Point annotation dataset records:
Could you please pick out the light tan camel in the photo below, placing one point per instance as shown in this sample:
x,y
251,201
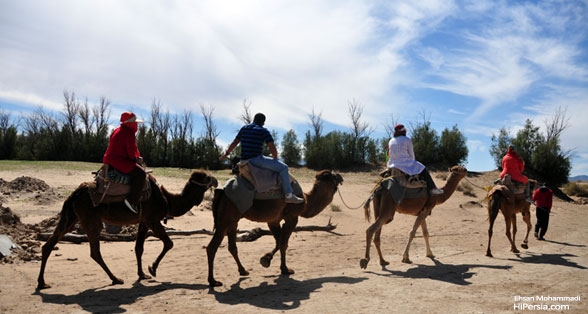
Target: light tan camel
x,y
501,198
385,208
272,212
78,207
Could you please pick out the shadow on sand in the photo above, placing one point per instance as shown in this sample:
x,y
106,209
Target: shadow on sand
x,y
552,259
284,293
455,274
108,299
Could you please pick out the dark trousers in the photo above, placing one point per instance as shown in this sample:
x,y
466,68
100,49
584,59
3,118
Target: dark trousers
x,y
138,176
542,221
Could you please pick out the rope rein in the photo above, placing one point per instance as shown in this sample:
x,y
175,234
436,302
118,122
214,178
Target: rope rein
x,y
352,208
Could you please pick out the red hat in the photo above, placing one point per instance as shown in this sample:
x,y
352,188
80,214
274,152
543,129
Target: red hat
x,y
128,117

### Request
Could you return every line of the material above word for word, leaving out the picture?

### Result
Could you please pick out the light tan camel in the photo below, placing one point per instance as shown in this sample:
x,y
251,201
Target: light tan camel
x,y
501,198
385,208
272,212
78,207
Could you please pick out the shadow on sand in the photo above, placing one point per instance as shown in this sample:
x,y
106,209
Target: shadow on sand
x,y
552,259
284,293
455,274
108,299
Could you please pick out the dark trousers in the photo above, placing one point per instance as shown in this sample:
x,y
466,68
100,49
584,59
3,118
Target: dark trousers
x,y
138,176
542,221
Could you please pick out the rope rein in the photo above, placing one point per instance as shown in this sample:
x,y
175,234
436,302
118,122
214,178
Target: rope rein
x,y
352,208
Could you please pick out the red hat in the photo above, placing one point per instance as shown in this sample:
x,y
352,188
80,214
274,152
543,129
Target: red hat
x,y
128,117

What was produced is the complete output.